#### TEXTO DO DOCUMENTO ####
Estes manuais também envolviam, no espírito dos “estudos civilizacionais”, uma relação entre os modos de dançar e uma conduta ou etiqueta social e moral, revelando relações entre elegância e moralidade.
Todos estes livros estão acompanhados de seu par musical, apresentando peças musicais e diversos modos de representação gráfica e visual das danças e dos dançarinos.
Sua expectativa é de dar à Dança, este “exercício poético dos músculos do corpo”, um caráter de algo além da precariedade do seu registro documental, transformando-a em material passível de observação científica. Mesmo sendo uma arte cheia de método e técnica seus sistemas de registro – documentação e notação – sempre foram bastante carentes, dificultando o trabalho do teórico, do filósofo, do crítico analítico e do historiador desta arte.
Théleur demonstra as dificuldades existentes na construção de um texto técnico que possa passar para a ordem do texto histórico. Mesmo revelando-se observador da estética da dança cênica de sua época, o texto é uma forma de testemunho daquele integra o ofício profissional e da afirmação de um testemunho sobre as formas de registro da formalização da educação em dança – no ato de dançar.
O texto revela ainda e antecipa um desejo de transformar a prática cênica da dança numa ciência do movimento, algo que irá acontecer no calor das primeiras décadas do século XX.
O Primeiro Volume ainda apresenta uma Segunda Tradução, acompanhada de um texto de comentário. Consiste de um pequeno texto de Heinrich Wölfflin (1864-1945), Prolegômenos para uma Psicologia da Arquitetura: “Princípios do Julgamento Histórico” (1886), com texto de abertura e comentário de Murilo Gonçalves2, também tradutor do texto. A Psicologia (da Arte) como fundamento para uma Estética e uma História. Integrando o conjunto dos pesquisadores que formaram a escola vienense formalista, sua perspectiva de uma visibilidade pura como chave conceitual, permite a abertura de um trajeto cientificista – objetivista – no tratamento da arte e seus fenômenos assemelhados. Seu trabalho caracteriza-se por uma prevalência da reflexão e construção de um sistema teórico e de um procedimento metodológico rigoroso, numa compreensão comum à época, da constituição do tema da percepção como central para o entendimento e resultante analítica da arte.
#### TRECHOS DOS DADOS ####
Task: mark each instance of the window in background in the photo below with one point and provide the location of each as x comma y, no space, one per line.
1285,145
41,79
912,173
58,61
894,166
####
_AÇÕES A REALIZAR_.
A: As afirmações a seguir estão de acordo com o texto sobre manuais de dança? Responda sim ou não a cada uma e cite as palavras exatas do texto que decidem a resposta. (i) Os livros vêm acompanhados de peças musicais. (ii) Os sistemas de registro da dança sempre foram abundantes. (iii) O desejo de transformar a dança numa ciência do movimento se realizaria nas primeiras décadas do século XX.
B: Reproduza todo o trecho do texto sobre manuais de dança que vai de “Sua expectativa é” até “ato de dançar.”.
Os dados provêm de outra fonte, diferente do texto.

_RESPOSTAS POR TAREFA_.
A:
(i) Sim: “Todos estes livros estão acompanhados de seu par musical, apresentando peças musicais”.
(ii) Não: “seus sistemas de registro – documentação e notação – sempre foram bastante carentes”.
(iii) Sim: “algo que irá acontecer no calor das primeiras décadas do século XX”.

B:
Sua expectativa é de dar à Dança, este “exercício poético dos músculos do corpo”, um caráter de algo além da precariedade do seu registro documental, transformando-a em material passível de observação científica. Mesmo sendo uma arte cheia de método e técnica seus sistemas de registro – documentação e notação – sempre foram bastante carentes, dificultando o trabalho do teórico, do filósofo, do crítico analítico e do historiador desta arte.
Théleur demonstra as dificuldades existentes na construção de um texto técnico que possa passar para a ordem do texto histórico. Mesmo revelando-se observador da estética da dança cênica de sua época, o texto é uma forma de testemunho daquele integra o ofício profissional e da afirmação de um testemunho sobre as formas de registro da formalização da educação em dança – no ato de dançar.